### EXERCISE
Resume the account of Pvt. Wilson Watson on Iwo Jima, picking up right after its final sentence.

### DOCUMENT SECTION
────────────────────────────────────────

It had been one week since roughly 60,000 service members rushed ashore the sulfurous outcropping that was Iwo Jima.
Despite the island being barely 10 square miles in area, “assault troops,” writes the Naval History and Heritage Command, “were to be subjected to a step-by-step battle of attrition, slowly progressing from one well-defended killing zone to the next.”
American air superiority by this late state of the war left the Japanese ground forces virtually unprotected, forcing them into the earth. On Iwo, a system of mutually supported network of caves, tunnels, concrete pillboxes and fortified strongpoints and artillery positions allowed for the dug in enemy to simply await the Americans.
The honeycombed defensive positions often meant that naval support and Army air power were negligible, meaning that “small teams of Marines — or even individuals — armed with flame throwers, satchel charges and hand grenades (“blow torches and corkscrews”) were those who were instrumental in destroying Japanese strongpoints,” writes the NHHC.
It was within these conditions that Pvt. Wilson “Doug” Watson found himself in.
The 23-year-old son of an Arkansan sharecropper was an automatic rifleman with the 2nd Battalion, 9th Marines, 3rd Marine Division. He had already seen combat on Bougainville in November 1943 and on Guam in the summer of 1944 before Watson and his men were slated to invade Iwo Jima beginning on Feb. 24, 1945.
Beginning on Feb. 26, Watson and his unit were charged with assaulting a line of fortified bluffs extending north from the western end of Motoyama Airfield No. 2. To reach them, the Marines would have to cross the open runway — and through the killing zone.
“The Ninth faced a heavy curtain of small-arms fire from exceptionally well-concealed positions — so well-concealed, in fact, that the men were unable to locate the source of the fire from within 25 yards of the emplacements,” the regimental historian later reported.

────────────────────────────────────────

### STORED DATA
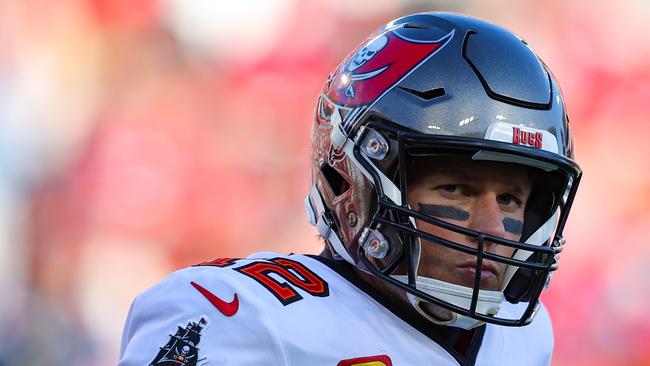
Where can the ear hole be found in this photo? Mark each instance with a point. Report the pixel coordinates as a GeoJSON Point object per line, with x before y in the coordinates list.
{"type": "Point", "coordinates": [336, 181]}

────────────────────────────────────────

### TASK RESPONSE
Upon reaching the bluffs, the Marine attack deteriorated into what one witness described in James H. Hallas’s book “Uncommon Valor on Iwo Jima” as “rock fighting — fierce localized struggles for mounds of tumbled boulders, for 100-foot, craggy ridges, for sharp chasms and twisting gullies.”
By the 27th, Watson and his Marines, still pinned down by enemy, struggled to advance more than 15 yards. Casualties began to mount.
It was then that Watson, half running, half crawling, “boldly rushed one pillbox and fired into the embrasure with his weapon, keeping the enemy pinned down singlehandedly until he was in a position to hurl in a grenade and then running to the rear of the emplacement to destroy the retreating Japanese and enable his platoon to take its objective,” according to his Medal of Honor citation.
“Again pinned down at the foot of a small hill, he dauntlessly scaled the jagged incline under fierce mortar and machine-gun barrages and, with his assistant BAR man, charged the crest of the hill, firing from his hip. Fighting furiously against Japanese troops attacking with grenades and knee mortars from the reverse slope, he stood fearlessly erect in his exposed position to cover the hostile entrenchments and held the hill under savage fire for 15 minutes.”
In just a quarter of an hour, Watson managed to kill 60 Japanese, earning the moniker the “One-Man Regiment of Iwo Jima.”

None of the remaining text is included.